◆ **Instructions for the task**
Copy out every line of the records below that contains the word "instance".

◆ **Supplied records**
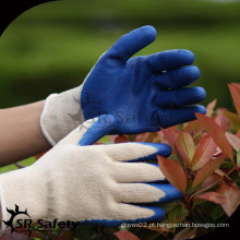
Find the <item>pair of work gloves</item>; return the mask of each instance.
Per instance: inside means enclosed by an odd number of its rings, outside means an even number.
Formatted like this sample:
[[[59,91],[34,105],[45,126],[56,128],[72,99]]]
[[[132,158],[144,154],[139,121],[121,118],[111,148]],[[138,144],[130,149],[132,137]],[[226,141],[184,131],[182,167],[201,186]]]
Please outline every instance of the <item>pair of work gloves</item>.
[[[16,204],[37,219],[120,225],[165,216],[155,203],[181,193],[157,164],[169,156],[166,144],[92,145],[106,134],[155,132],[205,113],[193,106],[205,98],[202,87],[184,87],[200,76],[188,50],[134,57],[153,43],[156,31],[144,26],[122,36],[105,52],[84,83],[50,95],[40,125],[55,145],[31,167],[0,176],[2,219]],[[100,116],[100,117],[99,117]]]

◆ **Exercise result**
Find the <item>pair of work gloves</item>; return the mask of each instance.
Per instance: inside means enclosed by an odd number of its rings, outside means an even number.
Please outline every instance of the <item>pair of work gloves</item>.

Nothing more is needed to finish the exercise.